Problem: Output all entries precisely and leave out the pictures.
---
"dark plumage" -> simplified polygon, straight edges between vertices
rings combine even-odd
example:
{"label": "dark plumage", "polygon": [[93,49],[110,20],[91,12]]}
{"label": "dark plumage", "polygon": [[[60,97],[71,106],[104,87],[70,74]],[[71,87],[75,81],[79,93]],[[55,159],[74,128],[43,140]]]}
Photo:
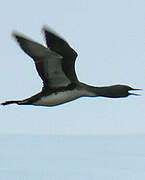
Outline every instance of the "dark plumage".
{"label": "dark plumage", "polygon": [[43,81],[42,91],[30,98],[6,101],[2,105],[16,103],[55,106],[83,96],[122,98],[138,95],[131,93],[130,90],[140,89],[127,85],[94,87],[80,82],[75,72],[77,53],[54,31],[44,27],[43,32],[47,47],[19,33],[13,33],[22,50],[34,60]]}

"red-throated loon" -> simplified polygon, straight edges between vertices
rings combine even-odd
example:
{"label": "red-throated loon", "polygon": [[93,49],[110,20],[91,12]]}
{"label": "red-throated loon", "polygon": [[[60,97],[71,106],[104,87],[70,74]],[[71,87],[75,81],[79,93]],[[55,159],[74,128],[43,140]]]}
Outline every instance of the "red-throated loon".
{"label": "red-throated loon", "polygon": [[24,100],[10,100],[2,105],[55,106],[79,97],[122,98],[139,95],[129,92],[134,89],[127,85],[94,87],[80,82],[75,72],[77,53],[57,33],[44,27],[47,47],[32,41],[19,33],[13,33],[20,47],[35,62],[39,76],[43,81],[42,91]]}

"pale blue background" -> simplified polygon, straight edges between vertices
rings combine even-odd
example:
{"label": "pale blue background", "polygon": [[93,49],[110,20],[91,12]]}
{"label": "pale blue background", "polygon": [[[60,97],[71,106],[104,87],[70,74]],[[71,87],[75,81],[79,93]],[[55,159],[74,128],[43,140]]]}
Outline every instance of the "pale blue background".
{"label": "pale blue background", "polygon": [[0,136],[2,180],[144,180],[145,136]]}
{"label": "pale blue background", "polygon": [[143,89],[140,97],[81,98],[53,108],[0,106],[0,179],[144,180],[145,1],[5,0],[0,19],[0,102],[41,89],[11,33],[44,43],[43,25],[78,52],[81,81]]}
{"label": "pale blue background", "polygon": [[[48,25],[78,52],[76,71],[93,85],[128,84],[145,89],[145,1],[3,1],[0,101],[23,99],[42,86],[33,61],[11,37],[13,30],[44,43]],[[145,133],[145,94],[126,99],[81,98],[54,108],[0,107],[0,133]]]}

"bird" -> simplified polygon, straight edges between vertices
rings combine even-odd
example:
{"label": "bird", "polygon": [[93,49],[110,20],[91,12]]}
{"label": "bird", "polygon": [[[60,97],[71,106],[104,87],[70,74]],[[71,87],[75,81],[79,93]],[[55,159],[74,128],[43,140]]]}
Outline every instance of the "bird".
---
Problem solution:
"dark plumage" -> simplified polygon, straight edges between vertices
rings combine even-odd
example:
{"label": "dark plumage", "polygon": [[93,49],[110,20],[91,12]]}
{"label": "dark plumage", "polygon": [[[60,97],[71,106],[104,87],[70,74]],[[71,87],[75,81],[79,93]],[[55,159],[74,128],[43,140]]]}
Photo:
Outline every instance of the "dark plumage".
{"label": "dark plumage", "polygon": [[43,81],[42,91],[30,98],[6,101],[2,105],[16,103],[55,106],[83,96],[122,98],[138,95],[131,93],[130,90],[140,89],[127,85],[94,87],[80,82],[75,72],[77,53],[54,31],[44,27],[43,32],[47,47],[19,33],[13,33],[22,50],[34,60]]}

"red-throated loon" -> simplified polygon, straight edges between vertices
rings combine even-odd
example:
{"label": "red-throated loon", "polygon": [[93,49],[110,20],[91,12]]}
{"label": "red-throated loon", "polygon": [[[60,97],[71,106],[104,87],[70,74]],[[71,87],[75,81],[79,93]],[[55,159],[74,128],[43,140]]]}
Outline every instance of the "red-throated loon".
{"label": "red-throated loon", "polygon": [[24,100],[10,100],[2,105],[55,106],[79,97],[122,98],[139,95],[129,92],[134,89],[127,85],[94,87],[80,82],[75,72],[77,53],[57,33],[44,27],[47,47],[32,41],[19,33],[13,33],[20,47],[35,62],[39,76],[43,81],[42,91]]}

"pale blue background" -> simplified polygon, straight edges between vertices
rings combine even-odd
example:
{"label": "pale blue background", "polygon": [[93,49],[110,20],[91,12]]}
{"label": "pale blue background", "polygon": [[[60,97],[71,106],[104,87],[70,74]],[[71,87],[75,81],[79,93]],[[55,159],[74,128],[43,140]]]}
Outline every instance of the "pale blue background".
{"label": "pale blue background", "polygon": [[0,136],[2,180],[144,180],[145,136]]}
{"label": "pale blue background", "polygon": [[143,89],[140,97],[81,98],[53,108],[0,106],[0,179],[144,180],[145,1],[5,0],[0,19],[0,102],[41,89],[11,33],[44,43],[43,25],[78,52],[81,81]]}
{"label": "pale blue background", "polygon": [[[48,25],[78,52],[76,71],[93,85],[128,84],[145,89],[145,1],[3,1],[0,101],[23,99],[42,86],[33,61],[11,37],[13,30],[44,43]],[[145,133],[145,94],[126,99],[81,98],[54,108],[0,107],[0,133]]]}

"bird" -> simplified polygon, straight edges between vertices
rings combine even-odd
example:
{"label": "bird", "polygon": [[93,49],[110,20],[91,12]]}
{"label": "bird", "polygon": [[[60,97],[71,106],[104,87],[70,74]],[[71,87],[75,81],[79,93]],[[55,159],[74,128],[43,140]]]}
Outline every instance of the "bird".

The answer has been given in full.